Only the lines from the one containing "Q: Locate the vertical" through the end of the material are to be echoed, each exactly as it appears.

--- Data for processing ---

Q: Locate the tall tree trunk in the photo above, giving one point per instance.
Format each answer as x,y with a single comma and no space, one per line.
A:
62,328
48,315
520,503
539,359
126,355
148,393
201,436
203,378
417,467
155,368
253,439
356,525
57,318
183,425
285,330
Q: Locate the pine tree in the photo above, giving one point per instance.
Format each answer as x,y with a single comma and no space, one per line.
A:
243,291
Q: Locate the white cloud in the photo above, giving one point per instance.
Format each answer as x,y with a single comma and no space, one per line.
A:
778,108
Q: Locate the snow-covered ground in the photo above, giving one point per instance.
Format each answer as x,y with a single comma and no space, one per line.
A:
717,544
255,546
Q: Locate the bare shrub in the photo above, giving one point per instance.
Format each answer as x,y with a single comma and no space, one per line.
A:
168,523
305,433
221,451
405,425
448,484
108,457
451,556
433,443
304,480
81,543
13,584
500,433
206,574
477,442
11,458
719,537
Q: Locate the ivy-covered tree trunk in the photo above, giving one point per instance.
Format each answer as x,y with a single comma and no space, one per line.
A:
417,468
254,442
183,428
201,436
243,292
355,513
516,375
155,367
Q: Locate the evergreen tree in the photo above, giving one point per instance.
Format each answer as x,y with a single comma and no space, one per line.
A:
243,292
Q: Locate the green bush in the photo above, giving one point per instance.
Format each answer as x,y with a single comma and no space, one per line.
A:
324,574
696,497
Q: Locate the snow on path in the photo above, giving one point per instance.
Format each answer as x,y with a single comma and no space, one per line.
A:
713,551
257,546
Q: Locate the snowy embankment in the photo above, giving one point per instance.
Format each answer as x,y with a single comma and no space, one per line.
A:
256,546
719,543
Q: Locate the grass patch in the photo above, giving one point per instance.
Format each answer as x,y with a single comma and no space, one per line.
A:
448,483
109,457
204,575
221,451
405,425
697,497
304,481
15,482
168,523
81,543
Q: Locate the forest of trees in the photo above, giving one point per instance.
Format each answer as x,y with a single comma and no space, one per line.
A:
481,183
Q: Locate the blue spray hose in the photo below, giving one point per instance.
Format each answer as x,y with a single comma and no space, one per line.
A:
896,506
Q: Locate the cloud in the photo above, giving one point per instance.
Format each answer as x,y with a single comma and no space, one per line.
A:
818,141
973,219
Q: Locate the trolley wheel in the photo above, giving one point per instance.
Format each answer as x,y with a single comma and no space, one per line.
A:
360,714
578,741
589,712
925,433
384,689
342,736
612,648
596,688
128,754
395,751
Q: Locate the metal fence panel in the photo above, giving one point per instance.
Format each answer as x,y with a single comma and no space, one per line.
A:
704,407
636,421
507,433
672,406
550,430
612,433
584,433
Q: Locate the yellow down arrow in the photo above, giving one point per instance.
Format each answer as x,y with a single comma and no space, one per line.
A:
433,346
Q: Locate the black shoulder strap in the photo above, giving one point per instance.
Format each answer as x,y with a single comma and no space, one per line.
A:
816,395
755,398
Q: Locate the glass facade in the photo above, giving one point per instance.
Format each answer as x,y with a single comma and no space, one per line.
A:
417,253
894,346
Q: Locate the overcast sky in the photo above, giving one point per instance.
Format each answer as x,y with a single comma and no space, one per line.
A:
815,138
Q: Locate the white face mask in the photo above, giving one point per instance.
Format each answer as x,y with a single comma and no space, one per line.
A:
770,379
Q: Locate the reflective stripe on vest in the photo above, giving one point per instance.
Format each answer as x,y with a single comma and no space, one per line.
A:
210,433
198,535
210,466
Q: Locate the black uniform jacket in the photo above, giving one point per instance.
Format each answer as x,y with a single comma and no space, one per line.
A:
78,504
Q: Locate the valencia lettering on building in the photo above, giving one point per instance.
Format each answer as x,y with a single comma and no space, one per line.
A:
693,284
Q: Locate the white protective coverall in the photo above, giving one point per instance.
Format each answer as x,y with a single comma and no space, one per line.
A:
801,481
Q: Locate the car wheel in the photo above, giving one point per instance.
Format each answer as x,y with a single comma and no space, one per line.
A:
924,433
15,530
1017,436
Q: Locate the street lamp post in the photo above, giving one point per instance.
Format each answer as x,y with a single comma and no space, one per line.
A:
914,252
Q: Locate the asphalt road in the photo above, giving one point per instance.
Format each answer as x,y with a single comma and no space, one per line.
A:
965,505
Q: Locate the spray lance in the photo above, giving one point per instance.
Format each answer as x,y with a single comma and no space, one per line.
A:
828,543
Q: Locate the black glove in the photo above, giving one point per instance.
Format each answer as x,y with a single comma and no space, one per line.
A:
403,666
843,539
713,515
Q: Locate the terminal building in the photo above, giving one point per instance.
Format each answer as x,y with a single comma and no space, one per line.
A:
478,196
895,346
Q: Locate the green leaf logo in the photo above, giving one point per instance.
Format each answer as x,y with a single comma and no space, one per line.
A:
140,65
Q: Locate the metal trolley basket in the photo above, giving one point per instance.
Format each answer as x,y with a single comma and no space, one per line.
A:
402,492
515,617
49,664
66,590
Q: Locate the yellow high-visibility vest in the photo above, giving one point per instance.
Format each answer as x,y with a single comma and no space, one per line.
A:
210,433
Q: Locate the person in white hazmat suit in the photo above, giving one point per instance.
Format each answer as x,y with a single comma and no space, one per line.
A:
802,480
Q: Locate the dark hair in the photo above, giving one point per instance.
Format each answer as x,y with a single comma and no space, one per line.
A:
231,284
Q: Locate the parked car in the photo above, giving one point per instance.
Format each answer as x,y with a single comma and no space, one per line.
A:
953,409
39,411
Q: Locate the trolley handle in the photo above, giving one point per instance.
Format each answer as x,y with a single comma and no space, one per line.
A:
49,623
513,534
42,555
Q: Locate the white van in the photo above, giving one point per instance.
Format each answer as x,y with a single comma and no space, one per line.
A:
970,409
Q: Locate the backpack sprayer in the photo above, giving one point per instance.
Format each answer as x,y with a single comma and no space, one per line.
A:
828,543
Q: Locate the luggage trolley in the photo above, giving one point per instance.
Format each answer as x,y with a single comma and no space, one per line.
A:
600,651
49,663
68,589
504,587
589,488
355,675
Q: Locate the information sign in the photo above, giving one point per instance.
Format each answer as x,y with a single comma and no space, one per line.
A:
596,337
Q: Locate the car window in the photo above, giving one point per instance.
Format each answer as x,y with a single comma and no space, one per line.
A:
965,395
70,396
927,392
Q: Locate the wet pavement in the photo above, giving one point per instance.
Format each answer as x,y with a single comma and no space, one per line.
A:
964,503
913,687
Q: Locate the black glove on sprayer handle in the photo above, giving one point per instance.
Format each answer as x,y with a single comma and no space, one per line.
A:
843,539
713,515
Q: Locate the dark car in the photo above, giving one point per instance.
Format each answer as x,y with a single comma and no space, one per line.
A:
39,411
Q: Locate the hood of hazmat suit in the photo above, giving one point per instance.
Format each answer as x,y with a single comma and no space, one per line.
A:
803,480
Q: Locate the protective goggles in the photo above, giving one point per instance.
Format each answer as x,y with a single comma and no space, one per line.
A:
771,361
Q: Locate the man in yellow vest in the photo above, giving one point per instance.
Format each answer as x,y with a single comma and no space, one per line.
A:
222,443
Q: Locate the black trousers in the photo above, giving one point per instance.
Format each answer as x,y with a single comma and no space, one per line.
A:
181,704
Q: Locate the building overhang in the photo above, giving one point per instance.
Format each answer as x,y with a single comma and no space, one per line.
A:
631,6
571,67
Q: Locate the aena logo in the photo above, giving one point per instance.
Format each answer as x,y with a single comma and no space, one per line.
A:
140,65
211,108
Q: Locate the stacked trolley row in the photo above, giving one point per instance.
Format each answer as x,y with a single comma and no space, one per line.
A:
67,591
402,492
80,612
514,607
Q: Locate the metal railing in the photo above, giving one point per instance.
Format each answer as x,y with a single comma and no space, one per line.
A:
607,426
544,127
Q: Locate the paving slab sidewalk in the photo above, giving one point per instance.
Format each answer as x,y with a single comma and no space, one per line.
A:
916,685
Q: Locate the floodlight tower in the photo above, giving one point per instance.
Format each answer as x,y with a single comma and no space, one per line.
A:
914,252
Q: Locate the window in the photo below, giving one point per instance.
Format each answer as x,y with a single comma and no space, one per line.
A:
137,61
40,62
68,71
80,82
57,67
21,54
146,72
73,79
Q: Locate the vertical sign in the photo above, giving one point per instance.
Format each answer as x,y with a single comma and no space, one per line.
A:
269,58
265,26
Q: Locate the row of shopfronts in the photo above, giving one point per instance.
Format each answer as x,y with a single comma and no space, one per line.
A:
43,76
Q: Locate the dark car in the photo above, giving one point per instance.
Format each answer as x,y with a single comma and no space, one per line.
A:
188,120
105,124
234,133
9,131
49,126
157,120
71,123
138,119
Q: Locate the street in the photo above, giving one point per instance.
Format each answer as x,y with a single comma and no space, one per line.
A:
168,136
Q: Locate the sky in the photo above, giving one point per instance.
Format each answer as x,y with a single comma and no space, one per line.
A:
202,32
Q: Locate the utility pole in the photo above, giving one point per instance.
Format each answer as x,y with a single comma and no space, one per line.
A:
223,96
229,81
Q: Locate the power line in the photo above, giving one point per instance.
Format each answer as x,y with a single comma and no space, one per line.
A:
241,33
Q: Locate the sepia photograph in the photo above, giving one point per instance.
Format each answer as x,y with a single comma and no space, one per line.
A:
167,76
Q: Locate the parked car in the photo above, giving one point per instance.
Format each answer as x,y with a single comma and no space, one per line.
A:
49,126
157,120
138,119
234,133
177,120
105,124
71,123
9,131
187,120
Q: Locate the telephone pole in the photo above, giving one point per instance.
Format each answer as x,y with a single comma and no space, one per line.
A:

---

### Exercise output
Q: Locate the vertical sign in the photo above, giving one point per instance.
Format each answer as x,y with a single comma and no space, one per line.
A:
269,58
265,26
Q: Locate the row of shopfronts in the photo above, giving one point per instance.
Format each answer as x,y with a single comma and no space, one per line.
A:
43,76
Q: Locate the dark car in the photo above, giving one point per instance.
Format each answer as x,y with a single comma and no space, one per line.
A:
188,120
105,124
234,133
9,131
49,126
157,120
71,123
138,119
Q: Locate the street in the photo above, giving one point per instance.
Format each answer as x,y with a single comma and no space, one per line.
A:
168,136
Q: Locate the sky in the photo above, giving one point per instance.
Format each answer as x,y with a single comma and no space, one per line.
A:
202,32
Q: Locate the utility pole in the photo above, giving one point per instance.
Format each answer as x,y with a single comma and no space, one per line.
A:
223,96
229,81
Q: Locate the power line in the photo above, giving one point per instance.
Format each answer as x,y with a single comma and no space, one per line.
A:
241,33
Q: Locate the sepia photograph in the photo above, giving one point per instance.
Format each answer as x,y with a single comma and no space, one per line.
A:
167,76
Q: Locate the parked car in the photo above, giving one point per instance.
Format each answer as x,y with a single comma and no space, one per line.
A:
49,126
157,120
138,119
234,133
177,120
105,124
71,123
9,131
187,120
Q: Locate the telephone pole in the photo above, giving one point per instance.
Format each answer as x,y with a single comma and no space, one per line.
A:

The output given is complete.